• What you have to do:
Your copy should hold only the lines from the one containing "Objective — one dot per instance of the baroque" through the final line of the entries, exactly as written, with no pictures.

• Material for this task:
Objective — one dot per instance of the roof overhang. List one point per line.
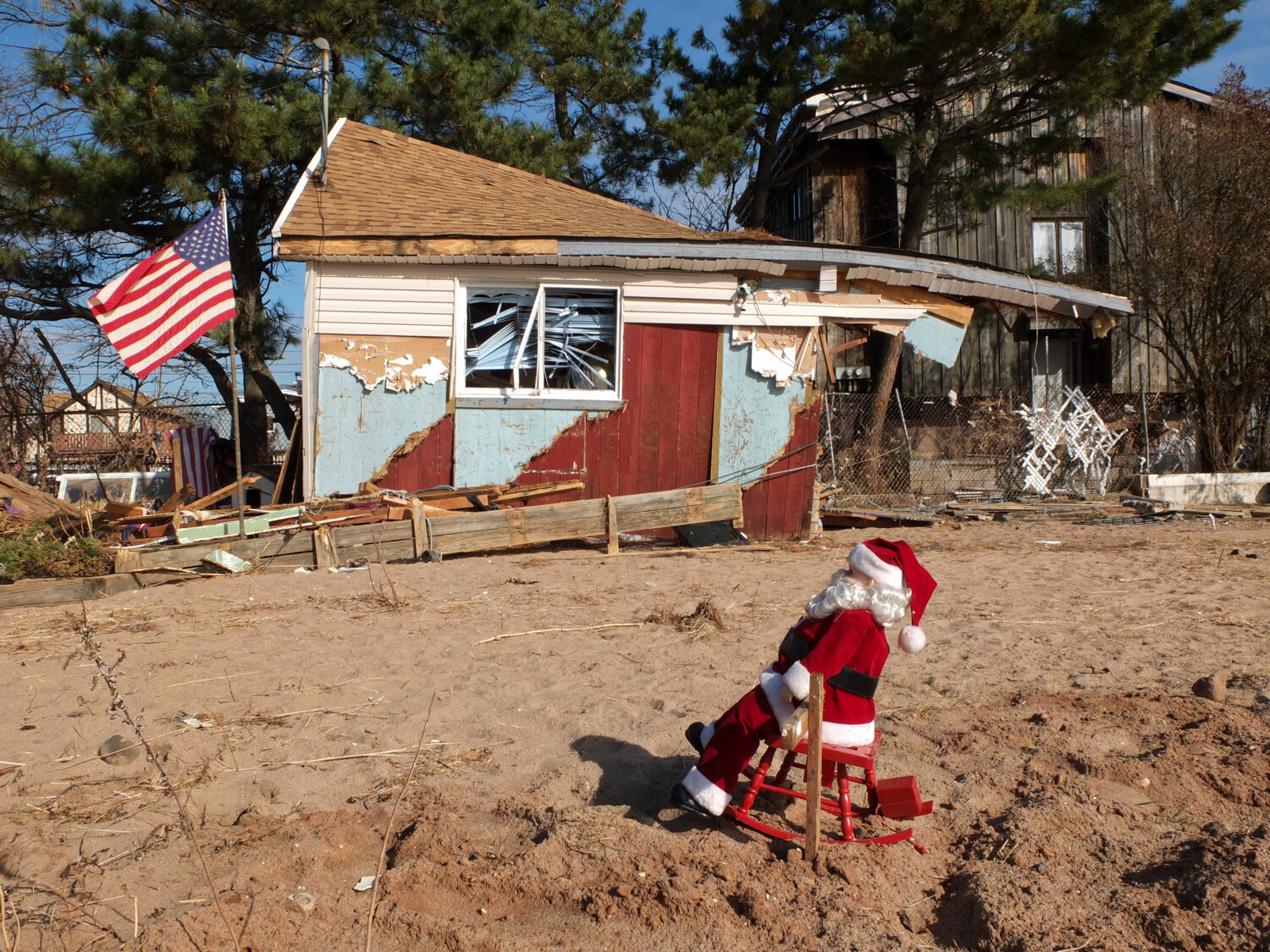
(940, 276)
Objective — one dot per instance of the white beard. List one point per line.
(843, 593)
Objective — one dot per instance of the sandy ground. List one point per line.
(1085, 797)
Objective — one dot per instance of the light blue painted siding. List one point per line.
(754, 416)
(935, 338)
(357, 431)
(494, 444)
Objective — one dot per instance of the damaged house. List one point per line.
(840, 184)
(469, 324)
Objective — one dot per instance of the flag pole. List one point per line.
(238, 431)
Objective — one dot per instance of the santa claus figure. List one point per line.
(842, 636)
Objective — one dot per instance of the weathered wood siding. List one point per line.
(990, 360)
(427, 465)
(779, 505)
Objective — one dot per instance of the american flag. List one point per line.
(159, 306)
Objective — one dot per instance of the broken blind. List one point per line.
(541, 339)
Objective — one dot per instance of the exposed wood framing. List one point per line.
(317, 246)
(467, 532)
(939, 305)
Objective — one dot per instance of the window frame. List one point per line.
(1059, 269)
(513, 395)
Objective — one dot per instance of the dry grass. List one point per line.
(10, 942)
(434, 763)
(701, 624)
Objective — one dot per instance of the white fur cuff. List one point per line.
(798, 680)
(870, 564)
(711, 797)
(848, 735)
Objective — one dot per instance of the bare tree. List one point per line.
(1191, 228)
(25, 380)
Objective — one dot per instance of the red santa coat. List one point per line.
(848, 639)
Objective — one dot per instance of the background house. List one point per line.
(124, 429)
(841, 188)
(470, 324)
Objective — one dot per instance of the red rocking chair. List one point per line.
(894, 799)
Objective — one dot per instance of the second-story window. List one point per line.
(1058, 246)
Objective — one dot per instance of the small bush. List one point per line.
(37, 553)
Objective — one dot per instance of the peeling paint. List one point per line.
(777, 355)
(365, 428)
(756, 415)
(494, 446)
(389, 360)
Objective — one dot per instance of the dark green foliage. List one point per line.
(38, 553)
(175, 102)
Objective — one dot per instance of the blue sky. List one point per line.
(1250, 50)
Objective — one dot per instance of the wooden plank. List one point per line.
(205, 502)
(827, 352)
(848, 345)
(325, 551)
(419, 528)
(472, 532)
(284, 490)
(611, 513)
(314, 248)
(814, 766)
(51, 592)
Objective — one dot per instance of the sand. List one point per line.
(1085, 799)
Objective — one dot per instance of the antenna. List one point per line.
(325, 103)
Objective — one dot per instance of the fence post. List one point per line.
(904, 424)
(828, 426)
(1146, 428)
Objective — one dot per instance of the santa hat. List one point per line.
(893, 565)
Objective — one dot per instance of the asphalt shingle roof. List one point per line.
(384, 184)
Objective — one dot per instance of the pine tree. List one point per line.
(173, 101)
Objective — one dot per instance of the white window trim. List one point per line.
(531, 396)
(1058, 223)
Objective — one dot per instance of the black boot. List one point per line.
(693, 735)
(681, 799)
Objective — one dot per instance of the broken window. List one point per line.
(1058, 246)
(538, 340)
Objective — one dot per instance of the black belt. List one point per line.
(853, 682)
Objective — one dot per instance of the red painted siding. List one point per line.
(660, 438)
(779, 507)
(431, 464)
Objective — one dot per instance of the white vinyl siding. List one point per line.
(391, 301)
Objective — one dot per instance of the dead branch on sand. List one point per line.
(545, 631)
(388, 830)
(86, 632)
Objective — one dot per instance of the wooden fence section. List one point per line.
(461, 532)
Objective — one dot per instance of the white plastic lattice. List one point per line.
(1074, 432)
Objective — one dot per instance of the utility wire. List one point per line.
(218, 104)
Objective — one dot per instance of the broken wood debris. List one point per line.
(386, 526)
(388, 540)
(870, 520)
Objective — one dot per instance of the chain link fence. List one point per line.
(932, 449)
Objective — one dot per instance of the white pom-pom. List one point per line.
(912, 639)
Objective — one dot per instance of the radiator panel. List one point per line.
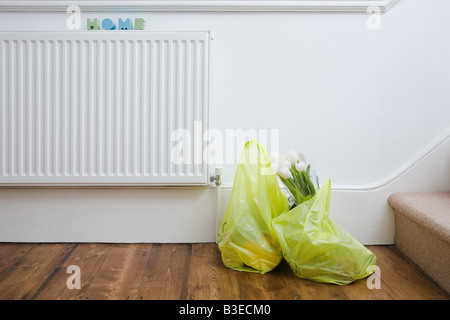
(101, 107)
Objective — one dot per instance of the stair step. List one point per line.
(422, 231)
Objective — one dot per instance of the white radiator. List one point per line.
(99, 108)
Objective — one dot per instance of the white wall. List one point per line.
(363, 103)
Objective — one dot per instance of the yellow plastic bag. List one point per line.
(318, 249)
(246, 238)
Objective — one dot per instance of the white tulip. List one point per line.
(275, 166)
(284, 172)
(292, 157)
(300, 166)
(301, 157)
(275, 158)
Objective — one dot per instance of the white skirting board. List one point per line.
(180, 215)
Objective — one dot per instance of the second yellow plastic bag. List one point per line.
(246, 238)
(318, 249)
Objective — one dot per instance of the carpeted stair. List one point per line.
(422, 231)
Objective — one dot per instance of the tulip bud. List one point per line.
(292, 157)
(300, 166)
(284, 172)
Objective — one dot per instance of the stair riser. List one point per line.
(428, 251)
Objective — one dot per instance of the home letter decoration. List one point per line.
(139, 24)
(93, 25)
(125, 25)
(108, 24)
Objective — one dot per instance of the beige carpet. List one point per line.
(422, 231)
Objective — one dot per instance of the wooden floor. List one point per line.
(184, 271)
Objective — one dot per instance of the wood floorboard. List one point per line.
(185, 272)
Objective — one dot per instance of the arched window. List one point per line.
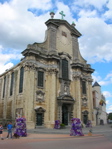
(21, 80)
(40, 81)
(83, 87)
(64, 69)
(12, 83)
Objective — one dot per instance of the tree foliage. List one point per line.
(110, 116)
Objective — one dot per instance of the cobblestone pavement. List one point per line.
(43, 138)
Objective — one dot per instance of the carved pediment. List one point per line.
(66, 97)
(40, 96)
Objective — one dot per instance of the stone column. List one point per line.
(29, 94)
(75, 47)
(78, 97)
(73, 91)
(90, 102)
(53, 97)
(60, 112)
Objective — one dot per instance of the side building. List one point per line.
(99, 105)
(52, 82)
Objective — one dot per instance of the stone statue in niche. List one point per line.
(39, 96)
(84, 102)
(66, 89)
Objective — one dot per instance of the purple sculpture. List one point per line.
(89, 124)
(76, 128)
(21, 127)
(57, 124)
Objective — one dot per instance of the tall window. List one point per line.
(4, 86)
(40, 79)
(64, 69)
(12, 83)
(21, 80)
(83, 87)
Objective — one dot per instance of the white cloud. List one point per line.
(107, 94)
(109, 76)
(107, 101)
(5, 59)
(87, 3)
(95, 44)
(4, 67)
(18, 26)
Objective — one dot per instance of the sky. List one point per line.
(22, 22)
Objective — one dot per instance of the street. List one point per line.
(100, 139)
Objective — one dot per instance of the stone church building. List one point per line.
(52, 82)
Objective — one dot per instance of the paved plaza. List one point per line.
(43, 138)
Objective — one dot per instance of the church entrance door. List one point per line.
(65, 114)
(39, 119)
(85, 119)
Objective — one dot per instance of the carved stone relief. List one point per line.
(65, 88)
(84, 102)
(30, 65)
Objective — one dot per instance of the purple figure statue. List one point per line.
(76, 128)
(57, 124)
(21, 127)
(89, 124)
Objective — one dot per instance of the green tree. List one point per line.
(110, 116)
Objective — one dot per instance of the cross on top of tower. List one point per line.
(62, 14)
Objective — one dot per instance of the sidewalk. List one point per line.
(100, 129)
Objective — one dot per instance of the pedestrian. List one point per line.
(1, 131)
(9, 129)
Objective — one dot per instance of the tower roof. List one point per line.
(96, 84)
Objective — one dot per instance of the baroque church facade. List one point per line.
(52, 82)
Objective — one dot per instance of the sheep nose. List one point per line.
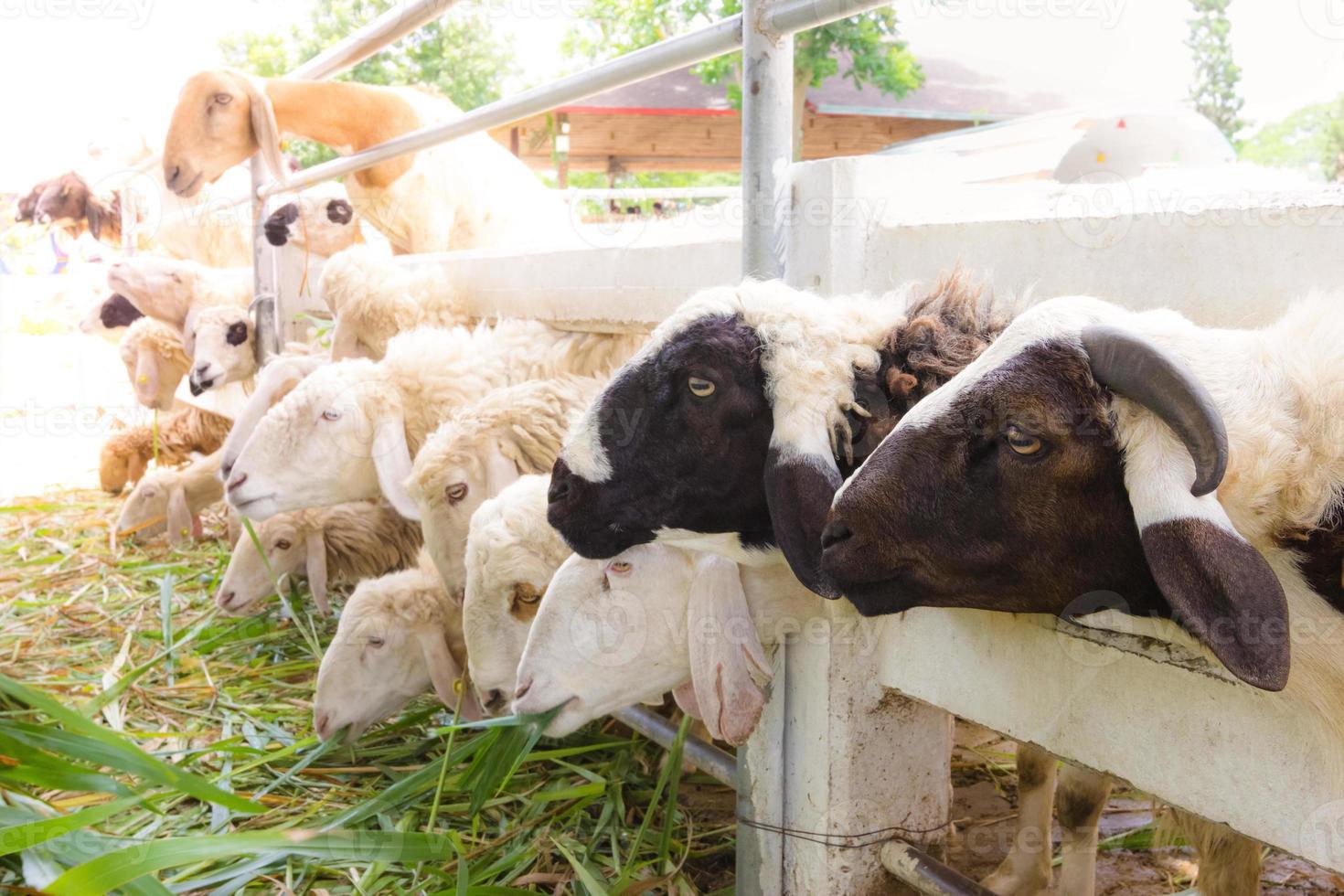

• Output:
Objective — one dot per instance of the baroque church facade. List one point per line.
(52, 82)
Objective — one dot per instance of the sheep nose. List one point per line.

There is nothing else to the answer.